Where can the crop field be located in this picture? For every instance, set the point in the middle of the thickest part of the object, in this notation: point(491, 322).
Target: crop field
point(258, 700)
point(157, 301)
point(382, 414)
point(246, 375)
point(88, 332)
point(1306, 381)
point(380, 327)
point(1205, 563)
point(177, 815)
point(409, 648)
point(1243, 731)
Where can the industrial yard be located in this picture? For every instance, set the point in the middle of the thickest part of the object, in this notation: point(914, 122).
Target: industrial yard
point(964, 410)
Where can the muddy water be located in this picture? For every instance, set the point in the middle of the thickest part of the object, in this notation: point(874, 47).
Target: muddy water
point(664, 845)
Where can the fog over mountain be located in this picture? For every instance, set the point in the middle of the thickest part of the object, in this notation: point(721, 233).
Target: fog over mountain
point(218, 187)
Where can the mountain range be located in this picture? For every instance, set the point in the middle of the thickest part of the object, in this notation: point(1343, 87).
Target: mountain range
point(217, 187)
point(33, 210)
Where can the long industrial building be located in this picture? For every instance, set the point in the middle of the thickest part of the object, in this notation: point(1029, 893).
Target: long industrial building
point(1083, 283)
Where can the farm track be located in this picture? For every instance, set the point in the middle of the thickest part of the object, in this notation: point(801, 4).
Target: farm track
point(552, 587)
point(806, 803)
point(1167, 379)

WHAT IS EXPECTED —
Format every line of the listing above as a Markdown table with two columns, "Row" and "Listing line". Number the rows and skip any blank lines.

TASK RESPONSE —
| Row | Listing line |
|---|---|
| 1 | Where can the crop field be located in this picture? For every instance, set the point in the middle of the thickest part of the object, in this notation: point(491, 322). |
| 2 | Target: crop field |
| 3 | point(258, 700) |
| 4 | point(157, 301) |
| 5 | point(382, 414) |
| 6 | point(246, 375) |
| 7 | point(88, 332) |
| 8 | point(1306, 381) |
| 9 | point(380, 327) |
| 10 | point(1205, 563) |
| 11 | point(177, 815) |
| 12 | point(409, 648) |
| 13 | point(1243, 731) |
| 14 | Where can the industrial yard be located in this picture? For every instance, set the point in the middle of the thickest part of the object, in this notation: point(914, 122). |
| 15 | Target: industrial yard |
| 16 | point(964, 410) |
| 17 | Where can the muddy water be located in this picture? For every instance, set the point in the middle of the thickest part of the object, in this notation: point(874, 47). |
| 18 | Target: muddy water |
| 19 | point(664, 845) |
| 20 | Where can the fog over mountain be located in this picture? For every instance, set the point in the middle of the thickest part of the object, in this notation: point(721, 233). |
| 21 | Target: fog over mountain |
| 22 | point(218, 187) |
| 23 | Where can the mountain range be located in this picture? For every instance, set the point in the middle of the thickest part of the object, in this notation: point(1343, 87). |
| 24 | Target: mountain range |
| 25 | point(217, 187) |
| 26 | point(33, 210) |
| 27 | Where can the long industrial building be located in this picture? For every instance, set the point in the middle of the thickest part of the object, in this notation: point(1029, 893). |
| 28 | Target: long industrial building |
| 29 | point(1083, 283) |
| 30 | Where can the farm track be located in this picture? For every instance, set the point in the middle of the thickest part of the object, in this notation: point(801, 4). |
| 31 | Target: farm track |
| 32 | point(552, 587) |
| 33 | point(806, 803) |
| 34 | point(1167, 379) |